Records for this task:

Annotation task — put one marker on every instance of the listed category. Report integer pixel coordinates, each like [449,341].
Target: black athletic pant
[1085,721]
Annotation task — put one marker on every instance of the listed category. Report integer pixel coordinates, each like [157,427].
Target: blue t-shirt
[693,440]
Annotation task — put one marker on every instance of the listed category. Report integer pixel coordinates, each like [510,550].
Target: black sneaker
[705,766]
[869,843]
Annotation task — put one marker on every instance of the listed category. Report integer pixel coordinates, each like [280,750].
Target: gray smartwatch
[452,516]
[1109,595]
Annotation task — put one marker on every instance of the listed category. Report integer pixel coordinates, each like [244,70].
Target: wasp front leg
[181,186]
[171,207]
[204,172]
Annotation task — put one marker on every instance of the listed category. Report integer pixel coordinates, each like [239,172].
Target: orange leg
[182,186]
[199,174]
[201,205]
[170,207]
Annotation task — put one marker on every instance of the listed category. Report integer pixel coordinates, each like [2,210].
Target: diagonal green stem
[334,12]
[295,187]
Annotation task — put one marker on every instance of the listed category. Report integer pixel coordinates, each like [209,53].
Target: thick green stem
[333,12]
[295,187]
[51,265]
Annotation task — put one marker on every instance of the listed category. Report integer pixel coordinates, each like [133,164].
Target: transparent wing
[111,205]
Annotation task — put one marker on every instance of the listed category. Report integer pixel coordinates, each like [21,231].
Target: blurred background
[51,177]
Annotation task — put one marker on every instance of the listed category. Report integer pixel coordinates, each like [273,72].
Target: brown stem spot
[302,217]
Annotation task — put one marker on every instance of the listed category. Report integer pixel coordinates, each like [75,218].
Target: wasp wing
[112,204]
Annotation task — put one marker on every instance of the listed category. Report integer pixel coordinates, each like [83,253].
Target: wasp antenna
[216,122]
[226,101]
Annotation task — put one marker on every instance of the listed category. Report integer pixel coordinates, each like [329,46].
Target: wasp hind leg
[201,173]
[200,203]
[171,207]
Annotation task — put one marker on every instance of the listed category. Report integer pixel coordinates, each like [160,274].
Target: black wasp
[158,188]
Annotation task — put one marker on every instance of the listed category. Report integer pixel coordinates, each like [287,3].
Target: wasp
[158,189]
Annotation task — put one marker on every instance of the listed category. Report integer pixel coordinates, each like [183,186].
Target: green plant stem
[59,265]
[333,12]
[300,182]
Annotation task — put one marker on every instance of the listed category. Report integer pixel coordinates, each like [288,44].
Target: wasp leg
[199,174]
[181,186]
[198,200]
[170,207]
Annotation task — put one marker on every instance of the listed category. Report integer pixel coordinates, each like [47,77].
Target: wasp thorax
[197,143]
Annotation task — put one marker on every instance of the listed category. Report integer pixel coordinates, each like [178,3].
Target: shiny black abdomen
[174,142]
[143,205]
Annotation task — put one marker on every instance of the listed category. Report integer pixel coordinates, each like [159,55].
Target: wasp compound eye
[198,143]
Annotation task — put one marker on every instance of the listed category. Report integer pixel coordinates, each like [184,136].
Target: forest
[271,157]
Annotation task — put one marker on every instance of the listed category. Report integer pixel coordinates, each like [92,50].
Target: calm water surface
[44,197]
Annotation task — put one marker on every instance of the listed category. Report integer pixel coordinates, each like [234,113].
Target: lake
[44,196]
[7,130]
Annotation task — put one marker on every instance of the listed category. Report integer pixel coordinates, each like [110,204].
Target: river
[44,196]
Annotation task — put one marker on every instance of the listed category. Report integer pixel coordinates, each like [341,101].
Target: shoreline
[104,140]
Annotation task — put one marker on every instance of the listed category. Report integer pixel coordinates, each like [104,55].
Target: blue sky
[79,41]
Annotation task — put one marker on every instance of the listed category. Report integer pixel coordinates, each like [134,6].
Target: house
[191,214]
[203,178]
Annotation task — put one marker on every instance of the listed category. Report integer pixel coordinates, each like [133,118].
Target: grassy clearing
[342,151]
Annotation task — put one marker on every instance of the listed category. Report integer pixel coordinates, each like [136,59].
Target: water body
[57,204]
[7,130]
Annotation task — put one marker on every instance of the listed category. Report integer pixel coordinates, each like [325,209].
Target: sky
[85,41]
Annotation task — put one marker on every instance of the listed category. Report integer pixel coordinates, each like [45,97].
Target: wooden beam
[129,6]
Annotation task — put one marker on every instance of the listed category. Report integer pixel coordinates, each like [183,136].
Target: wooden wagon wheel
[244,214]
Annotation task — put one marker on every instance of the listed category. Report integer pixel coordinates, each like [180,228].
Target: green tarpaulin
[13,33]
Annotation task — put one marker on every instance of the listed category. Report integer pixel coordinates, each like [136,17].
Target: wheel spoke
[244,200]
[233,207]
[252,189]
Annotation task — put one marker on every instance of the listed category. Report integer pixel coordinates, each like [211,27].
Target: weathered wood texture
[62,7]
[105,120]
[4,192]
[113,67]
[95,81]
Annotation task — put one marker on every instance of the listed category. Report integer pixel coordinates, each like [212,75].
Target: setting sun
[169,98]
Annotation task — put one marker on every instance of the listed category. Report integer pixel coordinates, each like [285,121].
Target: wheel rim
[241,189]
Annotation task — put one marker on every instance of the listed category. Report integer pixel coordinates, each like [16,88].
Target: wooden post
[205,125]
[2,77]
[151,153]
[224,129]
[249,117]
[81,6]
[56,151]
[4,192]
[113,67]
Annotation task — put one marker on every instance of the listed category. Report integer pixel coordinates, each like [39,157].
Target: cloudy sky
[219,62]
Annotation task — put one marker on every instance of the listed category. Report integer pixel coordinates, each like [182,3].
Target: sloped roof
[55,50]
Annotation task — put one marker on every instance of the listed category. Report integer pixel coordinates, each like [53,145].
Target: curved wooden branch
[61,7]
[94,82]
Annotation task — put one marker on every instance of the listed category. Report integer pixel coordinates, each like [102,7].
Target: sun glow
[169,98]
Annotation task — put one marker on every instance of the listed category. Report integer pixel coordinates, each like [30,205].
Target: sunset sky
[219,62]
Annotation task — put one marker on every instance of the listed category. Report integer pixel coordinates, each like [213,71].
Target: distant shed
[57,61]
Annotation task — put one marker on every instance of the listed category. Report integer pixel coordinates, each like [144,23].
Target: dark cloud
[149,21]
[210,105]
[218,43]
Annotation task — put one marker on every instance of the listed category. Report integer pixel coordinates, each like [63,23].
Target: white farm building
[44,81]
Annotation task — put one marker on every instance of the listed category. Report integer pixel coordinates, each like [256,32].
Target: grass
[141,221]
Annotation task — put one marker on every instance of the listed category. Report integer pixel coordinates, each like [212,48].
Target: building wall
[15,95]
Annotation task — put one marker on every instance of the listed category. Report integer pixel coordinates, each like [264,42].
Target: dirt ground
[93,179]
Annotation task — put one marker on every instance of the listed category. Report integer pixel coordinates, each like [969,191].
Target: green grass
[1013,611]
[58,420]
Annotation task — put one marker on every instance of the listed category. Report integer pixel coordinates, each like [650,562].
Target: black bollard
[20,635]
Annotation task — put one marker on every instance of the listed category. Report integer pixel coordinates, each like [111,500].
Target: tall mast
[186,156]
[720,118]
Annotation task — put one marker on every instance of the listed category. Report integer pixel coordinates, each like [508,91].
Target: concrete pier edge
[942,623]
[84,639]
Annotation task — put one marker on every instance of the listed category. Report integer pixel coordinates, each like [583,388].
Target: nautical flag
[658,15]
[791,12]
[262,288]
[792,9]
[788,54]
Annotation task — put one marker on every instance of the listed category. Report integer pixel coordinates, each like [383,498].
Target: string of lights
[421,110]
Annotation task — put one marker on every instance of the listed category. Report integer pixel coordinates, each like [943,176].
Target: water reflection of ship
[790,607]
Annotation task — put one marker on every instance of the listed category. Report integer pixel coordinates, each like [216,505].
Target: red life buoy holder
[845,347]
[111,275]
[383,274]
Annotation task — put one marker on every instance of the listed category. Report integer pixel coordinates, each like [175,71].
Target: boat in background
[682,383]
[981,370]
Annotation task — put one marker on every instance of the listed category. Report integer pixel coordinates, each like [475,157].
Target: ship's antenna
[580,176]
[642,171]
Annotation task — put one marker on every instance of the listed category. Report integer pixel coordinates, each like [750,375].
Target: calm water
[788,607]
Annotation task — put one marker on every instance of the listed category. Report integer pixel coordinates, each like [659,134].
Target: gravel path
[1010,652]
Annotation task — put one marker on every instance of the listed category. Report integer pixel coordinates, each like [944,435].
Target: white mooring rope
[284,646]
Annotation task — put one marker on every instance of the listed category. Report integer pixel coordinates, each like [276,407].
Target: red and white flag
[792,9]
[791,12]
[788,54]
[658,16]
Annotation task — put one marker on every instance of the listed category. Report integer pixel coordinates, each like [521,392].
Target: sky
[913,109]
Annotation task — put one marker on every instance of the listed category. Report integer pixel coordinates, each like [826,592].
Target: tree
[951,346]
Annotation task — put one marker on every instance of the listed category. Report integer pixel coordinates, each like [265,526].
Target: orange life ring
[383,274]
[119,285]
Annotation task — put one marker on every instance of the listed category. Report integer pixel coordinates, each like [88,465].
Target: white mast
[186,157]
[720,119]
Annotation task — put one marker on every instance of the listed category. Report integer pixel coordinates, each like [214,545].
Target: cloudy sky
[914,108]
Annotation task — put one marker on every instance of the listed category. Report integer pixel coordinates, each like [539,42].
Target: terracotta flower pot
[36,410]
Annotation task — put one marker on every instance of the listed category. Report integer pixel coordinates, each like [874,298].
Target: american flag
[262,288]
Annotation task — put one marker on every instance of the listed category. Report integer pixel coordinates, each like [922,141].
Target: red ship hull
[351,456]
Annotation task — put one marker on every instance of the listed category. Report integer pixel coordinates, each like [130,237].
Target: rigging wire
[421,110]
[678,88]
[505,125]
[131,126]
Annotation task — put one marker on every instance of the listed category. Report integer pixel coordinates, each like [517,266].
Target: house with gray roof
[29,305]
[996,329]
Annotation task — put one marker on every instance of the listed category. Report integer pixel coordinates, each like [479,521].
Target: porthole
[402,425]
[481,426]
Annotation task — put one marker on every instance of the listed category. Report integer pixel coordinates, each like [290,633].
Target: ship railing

Activity:
Reproduce word for word the material above, beginning with the line that contains "Target: tall mast" and ending with the line that contains "each like [583,388].".

Answer for the task:
Target: tall mast
[186,156]
[720,118]
Annotation task — put one marker on every instance of the listed category. Report integer pixel coordinates, each like [508,91].
Target: concrete pier edge
[942,623]
[84,639]
Annotation task — put one marker on every instance of the listed category. Report integer pixel coordinates, each like [583,388].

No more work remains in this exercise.